Estratto della fonte:

◆ ◆ ◆ ◆

4. RIFERIMENTI. UN NUOVO SITO PER DIRE NO ALLA GUERRA

E' stato attivato da vari movimenti pacifisti, nonviolenti e di
solidarieta' il sito www.bandieredipace.org, per sostenere e diffondere
l'iniziativa delle "bandiere di pace" e degli "stracci di pace" con cui
rendere visibile la corale e intransigente opposizione alla guerra dei
cittadini italiani (e della Costituzione della Repubblica Italiana, e della
Carta delle Nazioni Unite, e di ogni istituzione non assassina, e di ogni
persona di volonta' buona). Invitiamo tutti i nostri interlocutori a
visitarlo.



5. ESPERIENZE. GERARD LUTTE: LA STRADA, SFIDA CONTINUA CON LA MORTE

[Riceviamo e diffondiamo questa lettera di Gerardo (per contatti:
quetzalitas@tin.it). Gerard Lutte, di origine belga, da molti anni in
Italia, docente universitario di psicologia dell’età evolutiva, ha
partecipato a Roma alla vita e alle lotte degli abitanti di una borgata di
baraccati e di un quartiere popolare e ad un lavoro sociale con i giovani
più emarginati; collabora con movimenti di solidarietà ed esperienze di
accoglienza; ha promosso iniziative mirate e concrete di solidarietà
internazionale dal basso e di auto-aiuto, con particolar riferimento alla
situazione centroamericana, di impegno di liberazione con i giovani e
soprattutto le bambine e i bambini di strada; e' animatore infaticabile
dell'esperienza del movimento delle ragazze e ragazzi di strada in
Guatemala. Tra le sue opere: Quando gli adolescenti sono adulti… I giovani
in Nicaragua, Edizioni Gruppo Abele, Torino 1984; Sopprimere
l’adolescenza?, Edizioni Gruppo Abele, Torino 1984; Psicologia degli
adolescenti e dei giovani, Il Mulino, Bologna 1987; Dalla religione al
vangelo, Kappa, Roma 1989; Cinquantanove ragazze e ragazzi di strada con G.
L., Principesse e sognatori nelle strade in Guatemala, Kappa, Roma 1994 (e'
stata recentemente pubblicata una seconda edizione aggiornata). Per
prendere contatto con la Rete di amicizia con le ragazze e ragazzi di
strada: Comitato di gestione, piazza Certaldo 3, 00146 Roma, tel. e fax
0655285543, e-mail: quetzalitas@tin.it, e anche: Manila, 0633624953, Chiara
068607210. Altri contatti: Formia: Italo, 0771736852; Genova: Eva,
01046911325; Gorizia: Alberto, 048122012; Mazara del Vallo: Piero,
0923931714; Milano: Tina Portelli, 03333256255;  Pinerolo: Angelina,
012502051; Potenza: Anna Lisa, 097121517; Roma: Vanessa, 0687149513;
Treviso: Giovanni, 3898004425; Varese: Cecilia 3479079810; Viterbo:
Maurizio 3393066758]

Care amiche e cari amici delle ragazze e ragazzi di strada,

di ritorno dal Guatemala avevo tante buone notizie da comunicarvi, ma non
avevo ancora iniziato a scrivervi quando mi sono giunte due lettere piene
di orrori.

◆ ◆ ◆ ◆

Voci di dati:
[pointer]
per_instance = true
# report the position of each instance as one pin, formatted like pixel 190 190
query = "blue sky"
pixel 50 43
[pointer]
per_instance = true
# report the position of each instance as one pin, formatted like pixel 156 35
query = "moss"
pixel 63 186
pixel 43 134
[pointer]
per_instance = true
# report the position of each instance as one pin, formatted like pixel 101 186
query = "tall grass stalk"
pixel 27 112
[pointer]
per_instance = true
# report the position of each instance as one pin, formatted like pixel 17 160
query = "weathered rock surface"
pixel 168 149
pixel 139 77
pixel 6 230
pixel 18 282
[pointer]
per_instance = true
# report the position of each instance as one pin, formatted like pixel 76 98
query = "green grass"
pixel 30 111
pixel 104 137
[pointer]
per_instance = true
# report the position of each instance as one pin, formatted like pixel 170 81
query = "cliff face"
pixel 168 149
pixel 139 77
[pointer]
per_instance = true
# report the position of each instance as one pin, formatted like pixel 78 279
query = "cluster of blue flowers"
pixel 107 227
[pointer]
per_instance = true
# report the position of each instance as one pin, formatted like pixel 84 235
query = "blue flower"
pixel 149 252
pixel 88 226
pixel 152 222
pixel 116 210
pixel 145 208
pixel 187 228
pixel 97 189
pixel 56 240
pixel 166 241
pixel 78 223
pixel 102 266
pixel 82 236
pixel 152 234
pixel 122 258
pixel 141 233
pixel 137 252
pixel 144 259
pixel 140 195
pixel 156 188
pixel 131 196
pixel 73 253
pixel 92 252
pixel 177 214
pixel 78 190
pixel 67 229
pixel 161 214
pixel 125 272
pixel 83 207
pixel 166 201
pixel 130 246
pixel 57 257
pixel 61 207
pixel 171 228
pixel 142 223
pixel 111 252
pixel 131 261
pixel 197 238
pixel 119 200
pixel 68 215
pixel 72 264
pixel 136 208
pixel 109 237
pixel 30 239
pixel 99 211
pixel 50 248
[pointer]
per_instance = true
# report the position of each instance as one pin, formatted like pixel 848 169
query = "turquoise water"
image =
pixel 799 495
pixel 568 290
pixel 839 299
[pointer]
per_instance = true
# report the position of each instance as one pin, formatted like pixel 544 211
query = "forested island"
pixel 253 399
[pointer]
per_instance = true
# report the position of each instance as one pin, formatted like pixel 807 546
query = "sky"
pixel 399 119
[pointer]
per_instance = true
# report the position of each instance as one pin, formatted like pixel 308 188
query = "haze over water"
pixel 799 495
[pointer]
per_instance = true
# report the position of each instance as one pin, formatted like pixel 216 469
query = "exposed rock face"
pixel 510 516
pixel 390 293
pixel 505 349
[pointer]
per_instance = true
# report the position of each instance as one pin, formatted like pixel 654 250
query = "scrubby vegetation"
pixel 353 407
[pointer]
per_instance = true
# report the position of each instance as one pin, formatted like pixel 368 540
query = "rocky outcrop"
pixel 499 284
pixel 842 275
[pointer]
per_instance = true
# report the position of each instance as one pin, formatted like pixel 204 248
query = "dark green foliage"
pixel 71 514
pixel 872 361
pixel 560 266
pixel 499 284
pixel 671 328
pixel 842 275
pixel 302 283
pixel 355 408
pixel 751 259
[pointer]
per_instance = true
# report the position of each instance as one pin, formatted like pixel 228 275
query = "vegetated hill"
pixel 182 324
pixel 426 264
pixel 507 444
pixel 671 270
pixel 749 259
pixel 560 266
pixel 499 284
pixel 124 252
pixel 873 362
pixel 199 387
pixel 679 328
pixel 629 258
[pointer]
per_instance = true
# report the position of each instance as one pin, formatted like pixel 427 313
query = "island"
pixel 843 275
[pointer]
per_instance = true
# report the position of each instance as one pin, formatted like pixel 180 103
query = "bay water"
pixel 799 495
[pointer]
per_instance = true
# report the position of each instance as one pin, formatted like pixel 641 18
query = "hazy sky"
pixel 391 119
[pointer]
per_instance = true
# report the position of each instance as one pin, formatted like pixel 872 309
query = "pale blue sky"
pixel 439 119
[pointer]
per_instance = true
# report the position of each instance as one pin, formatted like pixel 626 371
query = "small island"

◆ ◆ ◆ ◆

Da svolgere:
Rispondi a queste domande sull'estratto dedicato al sito contro la guerra e alla strada:
(a) Quale sito è stato attivato da vari movimenti pacifisti, nonviolenti e di solidarietà?
(b) Di quale origine è Gerard Lutte?
(c) Da quale paese stava tornando l'autore della lettera?
L'elenco riportato sopra non serve.

Risposta definitiva:
(a) www.bandieredipace.org
(b) Belga.
(c) Dal Guatemala.